#### Short exercise
Select each line of the material below that contains the string "query", and copy those lines in full.

[Entries for pointing at named objects]

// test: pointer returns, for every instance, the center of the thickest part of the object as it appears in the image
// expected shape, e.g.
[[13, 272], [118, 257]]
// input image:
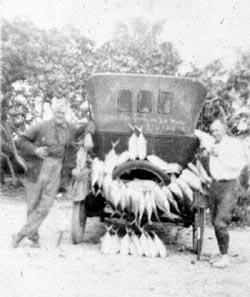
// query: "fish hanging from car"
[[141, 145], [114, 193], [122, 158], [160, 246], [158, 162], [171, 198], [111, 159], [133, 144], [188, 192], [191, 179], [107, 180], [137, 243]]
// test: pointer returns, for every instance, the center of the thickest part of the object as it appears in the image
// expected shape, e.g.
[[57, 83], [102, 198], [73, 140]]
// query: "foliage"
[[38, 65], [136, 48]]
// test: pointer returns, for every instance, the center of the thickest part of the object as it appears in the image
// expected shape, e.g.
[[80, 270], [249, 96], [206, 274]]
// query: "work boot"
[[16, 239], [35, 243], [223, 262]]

* * *

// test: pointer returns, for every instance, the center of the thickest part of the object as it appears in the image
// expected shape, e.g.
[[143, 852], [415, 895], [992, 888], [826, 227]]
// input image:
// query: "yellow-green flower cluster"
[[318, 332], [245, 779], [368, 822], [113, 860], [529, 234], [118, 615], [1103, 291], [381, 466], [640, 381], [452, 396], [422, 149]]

#### Solution below
// query: "fish hanging from car"
// query: "foliage"
// query: "work boot"
// query: "yellow-green flower cluster"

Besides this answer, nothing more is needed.